Records to use Block Start

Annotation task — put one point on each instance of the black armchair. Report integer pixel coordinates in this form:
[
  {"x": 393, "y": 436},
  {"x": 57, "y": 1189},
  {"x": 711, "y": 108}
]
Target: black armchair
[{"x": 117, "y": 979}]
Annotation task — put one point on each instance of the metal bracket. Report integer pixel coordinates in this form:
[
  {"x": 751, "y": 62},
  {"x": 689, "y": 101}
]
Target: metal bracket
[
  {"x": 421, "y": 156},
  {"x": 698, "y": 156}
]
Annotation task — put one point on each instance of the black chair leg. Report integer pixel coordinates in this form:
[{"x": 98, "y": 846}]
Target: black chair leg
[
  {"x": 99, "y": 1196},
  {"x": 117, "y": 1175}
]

Records to use Block End

• _Problem to solve_
All of the records above should be repeated exactly.

• _Result_
Annotation task — put one point on each instance of the black armchair. Report integer pixel coordinates in this form:
[
  {"x": 393, "y": 436},
  {"x": 57, "y": 1189},
  {"x": 711, "y": 108}
]
Target: black armchair
[{"x": 117, "y": 979}]
Annotation task — put one point on each instance of the metal bracket. Report integer pixel coordinates in this form:
[
  {"x": 751, "y": 62},
  {"x": 689, "y": 101}
]
Target: metal bracket
[
  {"x": 421, "y": 156},
  {"x": 698, "y": 156}
]
Annotation task — put one point on each instance of the black chair leg. Report integer pixel coordinates in this form:
[{"x": 98, "y": 846}]
Target: black chair leg
[
  {"x": 99, "y": 1196},
  {"x": 117, "y": 1175}
]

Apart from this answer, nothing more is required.